## OBJECTIVE
Update the entries from the line with "the metal railing" through the final line, putting "rain jacket" wherever "hooded jacket" appears and changing nothing else.

== RECORDS SHOWN ==

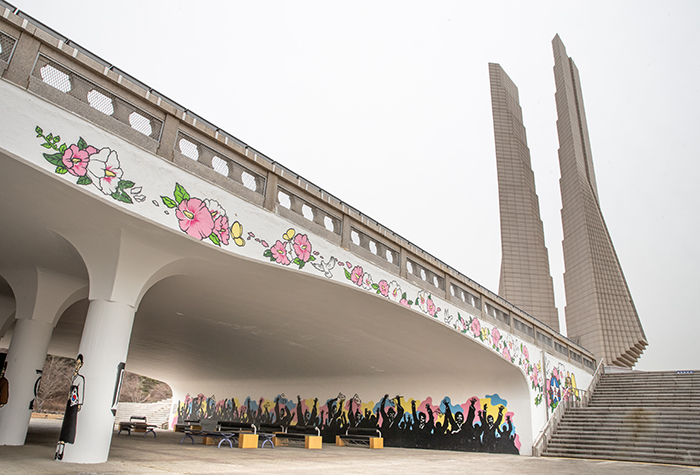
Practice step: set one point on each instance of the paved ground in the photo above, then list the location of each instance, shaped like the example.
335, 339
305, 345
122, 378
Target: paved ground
136, 455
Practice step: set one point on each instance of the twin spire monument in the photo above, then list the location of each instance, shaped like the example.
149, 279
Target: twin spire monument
600, 313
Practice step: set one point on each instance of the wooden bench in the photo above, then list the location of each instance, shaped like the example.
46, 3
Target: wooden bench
226, 431
266, 432
309, 434
366, 437
188, 424
137, 424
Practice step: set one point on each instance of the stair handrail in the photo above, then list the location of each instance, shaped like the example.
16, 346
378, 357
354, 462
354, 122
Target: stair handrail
599, 372
568, 400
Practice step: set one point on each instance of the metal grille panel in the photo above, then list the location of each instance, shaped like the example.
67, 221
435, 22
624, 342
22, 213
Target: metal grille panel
197, 151
7, 47
425, 274
65, 80
313, 213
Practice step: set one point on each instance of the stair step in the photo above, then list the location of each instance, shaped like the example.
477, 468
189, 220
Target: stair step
643, 417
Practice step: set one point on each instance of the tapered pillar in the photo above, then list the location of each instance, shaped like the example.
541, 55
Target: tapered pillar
41, 297
122, 266
88, 426
27, 353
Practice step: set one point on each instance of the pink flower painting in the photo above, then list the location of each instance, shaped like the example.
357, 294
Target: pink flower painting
495, 337
302, 247
100, 168
356, 275
475, 327
76, 160
201, 219
194, 218
279, 253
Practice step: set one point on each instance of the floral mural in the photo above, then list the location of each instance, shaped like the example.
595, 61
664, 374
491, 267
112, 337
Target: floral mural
203, 218
476, 425
206, 219
92, 166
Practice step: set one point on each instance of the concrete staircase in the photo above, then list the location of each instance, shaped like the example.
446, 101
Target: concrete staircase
635, 416
156, 412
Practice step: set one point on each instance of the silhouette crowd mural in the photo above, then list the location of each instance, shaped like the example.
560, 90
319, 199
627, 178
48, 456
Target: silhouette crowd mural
478, 424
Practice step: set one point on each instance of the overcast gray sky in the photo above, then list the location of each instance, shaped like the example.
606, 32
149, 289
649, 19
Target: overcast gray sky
386, 104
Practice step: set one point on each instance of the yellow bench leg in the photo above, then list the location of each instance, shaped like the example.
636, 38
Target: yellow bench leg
313, 442
248, 441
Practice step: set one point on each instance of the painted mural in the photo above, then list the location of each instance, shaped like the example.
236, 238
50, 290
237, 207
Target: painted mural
4, 385
559, 384
92, 166
206, 219
476, 425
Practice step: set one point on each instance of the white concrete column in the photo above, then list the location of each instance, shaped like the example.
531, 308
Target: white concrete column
122, 265
41, 297
30, 341
86, 434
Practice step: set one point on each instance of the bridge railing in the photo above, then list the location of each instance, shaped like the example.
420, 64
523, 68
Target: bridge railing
39, 59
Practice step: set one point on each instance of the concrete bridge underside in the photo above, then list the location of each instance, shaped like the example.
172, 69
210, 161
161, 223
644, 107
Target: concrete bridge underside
225, 325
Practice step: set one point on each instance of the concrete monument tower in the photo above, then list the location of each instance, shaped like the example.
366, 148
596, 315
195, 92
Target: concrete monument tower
525, 277
600, 313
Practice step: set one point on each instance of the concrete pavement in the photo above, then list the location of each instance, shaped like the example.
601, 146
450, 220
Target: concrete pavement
136, 455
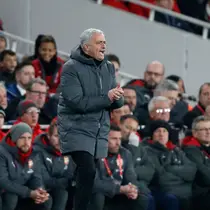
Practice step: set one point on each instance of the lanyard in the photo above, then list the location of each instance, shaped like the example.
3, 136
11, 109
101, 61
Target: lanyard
119, 164
201, 109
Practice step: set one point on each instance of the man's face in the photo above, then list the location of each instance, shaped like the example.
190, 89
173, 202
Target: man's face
10, 62
3, 44
38, 95
161, 135
161, 111
167, 4
96, 46
114, 141
202, 132
130, 98
54, 140
127, 127
204, 97
31, 117
117, 67
24, 76
172, 96
1, 120
3, 98
47, 51
24, 142
153, 75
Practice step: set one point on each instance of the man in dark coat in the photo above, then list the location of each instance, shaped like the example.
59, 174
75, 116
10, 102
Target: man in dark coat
197, 149
88, 91
57, 170
116, 184
20, 175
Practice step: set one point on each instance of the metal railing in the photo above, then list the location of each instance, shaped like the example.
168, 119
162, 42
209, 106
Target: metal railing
154, 8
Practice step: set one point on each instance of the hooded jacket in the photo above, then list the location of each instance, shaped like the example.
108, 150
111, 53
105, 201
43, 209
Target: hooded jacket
200, 155
16, 177
57, 171
84, 105
174, 172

===

## RIGHT ANSWER
Practice step: set one point on each instance of the metal railing in the photo above, then list the location of each instance, shaped like the example.
168, 119
162, 42
209, 106
Target: metal railing
154, 8
Practice step: set one point on each instance of the rain jacket in the photo above, then list the location of each instance, shaped like the example.
108, 150
111, 53
105, 201
43, 209
Target: rain jacket
200, 155
16, 177
57, 171
84, 105
174, 172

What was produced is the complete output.